**DIRECTIONS FOR THIS TASK**: Please show each line of the data below that contains the word "outlines". Case matters.

**RECORDED INFORMATION**:
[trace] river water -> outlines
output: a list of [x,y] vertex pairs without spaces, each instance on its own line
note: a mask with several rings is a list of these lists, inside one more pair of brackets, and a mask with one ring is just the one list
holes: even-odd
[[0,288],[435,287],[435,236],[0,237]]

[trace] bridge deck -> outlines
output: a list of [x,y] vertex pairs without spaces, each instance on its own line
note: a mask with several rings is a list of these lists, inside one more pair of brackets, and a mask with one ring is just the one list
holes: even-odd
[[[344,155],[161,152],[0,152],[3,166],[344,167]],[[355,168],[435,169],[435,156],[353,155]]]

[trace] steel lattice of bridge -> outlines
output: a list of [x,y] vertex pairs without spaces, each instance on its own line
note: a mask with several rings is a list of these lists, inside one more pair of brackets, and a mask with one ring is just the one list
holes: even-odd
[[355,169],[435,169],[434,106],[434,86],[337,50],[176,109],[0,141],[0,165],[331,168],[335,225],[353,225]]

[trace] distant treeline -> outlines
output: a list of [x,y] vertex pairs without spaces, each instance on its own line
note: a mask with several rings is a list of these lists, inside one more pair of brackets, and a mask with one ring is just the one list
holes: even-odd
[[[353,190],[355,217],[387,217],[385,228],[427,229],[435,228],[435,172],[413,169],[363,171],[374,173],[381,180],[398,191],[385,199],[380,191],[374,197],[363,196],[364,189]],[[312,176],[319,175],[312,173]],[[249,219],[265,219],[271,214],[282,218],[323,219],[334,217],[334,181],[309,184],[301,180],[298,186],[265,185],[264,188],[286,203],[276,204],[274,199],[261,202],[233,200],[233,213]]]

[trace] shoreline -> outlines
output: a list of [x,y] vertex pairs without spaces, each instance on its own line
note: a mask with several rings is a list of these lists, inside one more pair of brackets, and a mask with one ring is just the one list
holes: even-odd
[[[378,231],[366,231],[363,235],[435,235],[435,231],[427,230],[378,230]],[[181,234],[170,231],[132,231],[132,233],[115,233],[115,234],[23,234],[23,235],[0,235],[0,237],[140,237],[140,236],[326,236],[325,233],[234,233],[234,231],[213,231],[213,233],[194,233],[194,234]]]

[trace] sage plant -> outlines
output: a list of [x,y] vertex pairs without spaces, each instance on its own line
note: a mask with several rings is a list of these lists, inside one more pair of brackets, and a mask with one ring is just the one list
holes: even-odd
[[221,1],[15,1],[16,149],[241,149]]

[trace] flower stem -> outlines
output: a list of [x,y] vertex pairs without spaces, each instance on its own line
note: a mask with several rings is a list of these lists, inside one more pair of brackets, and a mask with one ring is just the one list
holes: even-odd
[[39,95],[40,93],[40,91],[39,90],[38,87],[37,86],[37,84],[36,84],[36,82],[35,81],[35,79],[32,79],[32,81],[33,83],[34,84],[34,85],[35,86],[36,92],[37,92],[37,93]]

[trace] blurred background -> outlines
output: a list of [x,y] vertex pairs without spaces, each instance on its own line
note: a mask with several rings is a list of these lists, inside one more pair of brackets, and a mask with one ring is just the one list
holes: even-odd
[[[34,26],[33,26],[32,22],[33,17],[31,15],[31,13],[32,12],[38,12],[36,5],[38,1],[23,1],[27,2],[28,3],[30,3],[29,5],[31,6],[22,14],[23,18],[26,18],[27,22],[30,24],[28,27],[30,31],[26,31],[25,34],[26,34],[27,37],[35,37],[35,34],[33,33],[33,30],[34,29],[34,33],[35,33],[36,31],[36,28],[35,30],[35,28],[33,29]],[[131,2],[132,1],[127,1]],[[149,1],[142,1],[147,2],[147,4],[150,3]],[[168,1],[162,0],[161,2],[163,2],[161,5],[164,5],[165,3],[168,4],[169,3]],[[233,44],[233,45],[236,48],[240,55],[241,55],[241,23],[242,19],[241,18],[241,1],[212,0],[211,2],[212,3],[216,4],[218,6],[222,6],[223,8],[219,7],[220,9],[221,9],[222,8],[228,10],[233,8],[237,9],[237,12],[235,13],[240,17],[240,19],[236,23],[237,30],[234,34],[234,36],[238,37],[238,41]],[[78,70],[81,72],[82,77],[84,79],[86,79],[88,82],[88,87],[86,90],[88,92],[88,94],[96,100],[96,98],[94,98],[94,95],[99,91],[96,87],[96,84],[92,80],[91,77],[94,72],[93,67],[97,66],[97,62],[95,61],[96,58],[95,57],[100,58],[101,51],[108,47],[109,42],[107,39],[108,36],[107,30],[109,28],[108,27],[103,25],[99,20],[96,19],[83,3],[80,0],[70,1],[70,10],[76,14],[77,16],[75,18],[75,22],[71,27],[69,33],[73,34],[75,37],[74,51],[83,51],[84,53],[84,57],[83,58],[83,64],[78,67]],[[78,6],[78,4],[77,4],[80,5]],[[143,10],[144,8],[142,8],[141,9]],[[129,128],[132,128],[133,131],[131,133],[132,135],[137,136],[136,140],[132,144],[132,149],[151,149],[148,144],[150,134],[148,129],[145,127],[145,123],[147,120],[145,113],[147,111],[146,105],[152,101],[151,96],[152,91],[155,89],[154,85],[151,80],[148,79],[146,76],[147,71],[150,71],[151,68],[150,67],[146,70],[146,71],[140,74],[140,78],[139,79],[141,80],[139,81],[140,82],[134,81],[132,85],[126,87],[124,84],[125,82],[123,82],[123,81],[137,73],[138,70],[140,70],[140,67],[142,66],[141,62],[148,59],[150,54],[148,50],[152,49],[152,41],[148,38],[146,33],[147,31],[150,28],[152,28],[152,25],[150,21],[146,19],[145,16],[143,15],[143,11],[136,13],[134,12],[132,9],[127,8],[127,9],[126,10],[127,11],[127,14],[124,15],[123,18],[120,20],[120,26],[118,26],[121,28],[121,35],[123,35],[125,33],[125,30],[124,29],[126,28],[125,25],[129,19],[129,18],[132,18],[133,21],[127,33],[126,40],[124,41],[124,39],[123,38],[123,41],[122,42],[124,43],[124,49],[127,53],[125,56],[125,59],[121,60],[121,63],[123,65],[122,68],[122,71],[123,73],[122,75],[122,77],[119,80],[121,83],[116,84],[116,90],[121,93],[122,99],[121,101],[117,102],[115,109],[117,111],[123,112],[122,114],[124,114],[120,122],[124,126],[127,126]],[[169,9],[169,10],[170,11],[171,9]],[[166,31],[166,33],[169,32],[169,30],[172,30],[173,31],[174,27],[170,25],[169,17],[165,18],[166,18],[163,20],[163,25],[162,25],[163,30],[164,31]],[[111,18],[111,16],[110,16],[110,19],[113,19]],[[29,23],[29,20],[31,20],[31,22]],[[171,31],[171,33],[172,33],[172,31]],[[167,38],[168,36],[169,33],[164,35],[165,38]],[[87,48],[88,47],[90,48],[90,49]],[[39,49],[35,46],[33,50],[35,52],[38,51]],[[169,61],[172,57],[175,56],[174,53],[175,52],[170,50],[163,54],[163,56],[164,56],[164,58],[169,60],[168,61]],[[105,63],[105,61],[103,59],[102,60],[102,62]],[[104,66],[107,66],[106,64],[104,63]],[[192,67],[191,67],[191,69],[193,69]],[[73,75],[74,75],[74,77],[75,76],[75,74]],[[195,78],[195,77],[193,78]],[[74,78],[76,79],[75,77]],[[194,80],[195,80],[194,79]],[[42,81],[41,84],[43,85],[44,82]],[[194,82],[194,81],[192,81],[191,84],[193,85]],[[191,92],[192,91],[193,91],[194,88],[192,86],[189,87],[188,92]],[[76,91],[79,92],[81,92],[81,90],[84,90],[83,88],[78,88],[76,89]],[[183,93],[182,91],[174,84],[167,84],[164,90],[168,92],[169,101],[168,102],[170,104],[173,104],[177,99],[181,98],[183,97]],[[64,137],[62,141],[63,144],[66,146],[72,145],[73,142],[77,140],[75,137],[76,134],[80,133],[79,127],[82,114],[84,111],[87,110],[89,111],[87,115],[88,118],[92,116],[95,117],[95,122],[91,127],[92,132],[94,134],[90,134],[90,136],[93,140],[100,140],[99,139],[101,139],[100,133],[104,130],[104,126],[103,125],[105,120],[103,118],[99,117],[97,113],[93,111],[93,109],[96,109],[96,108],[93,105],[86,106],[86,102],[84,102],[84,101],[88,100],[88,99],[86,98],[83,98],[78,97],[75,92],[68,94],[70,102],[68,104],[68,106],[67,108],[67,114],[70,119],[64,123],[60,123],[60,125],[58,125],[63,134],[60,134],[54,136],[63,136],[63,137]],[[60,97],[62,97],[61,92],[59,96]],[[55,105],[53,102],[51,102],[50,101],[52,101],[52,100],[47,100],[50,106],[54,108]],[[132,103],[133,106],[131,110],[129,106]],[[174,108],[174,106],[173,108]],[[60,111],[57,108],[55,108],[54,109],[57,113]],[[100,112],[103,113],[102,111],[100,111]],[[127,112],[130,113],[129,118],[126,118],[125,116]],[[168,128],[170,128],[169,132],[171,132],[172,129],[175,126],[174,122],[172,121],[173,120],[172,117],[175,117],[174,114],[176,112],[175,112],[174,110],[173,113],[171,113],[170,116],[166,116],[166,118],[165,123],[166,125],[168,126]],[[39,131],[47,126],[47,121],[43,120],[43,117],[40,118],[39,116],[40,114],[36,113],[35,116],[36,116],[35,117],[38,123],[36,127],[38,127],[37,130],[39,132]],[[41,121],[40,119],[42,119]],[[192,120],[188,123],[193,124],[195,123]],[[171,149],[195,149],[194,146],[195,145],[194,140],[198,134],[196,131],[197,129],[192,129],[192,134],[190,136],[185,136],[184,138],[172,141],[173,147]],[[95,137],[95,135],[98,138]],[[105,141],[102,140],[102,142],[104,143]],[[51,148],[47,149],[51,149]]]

**SOLUTION TO THIS EXERCISE**:
[trace] river water -> outlines
[trace] bridge deck -> outlines
[trace] steel lattice of bridge -> outlines
[trace] distant treeline -> outlines
[trace] shoreline -> outlines
[trace] sage plant -> outlines
[trace] flower stem -> outlines
[trace] blurred background -> outlines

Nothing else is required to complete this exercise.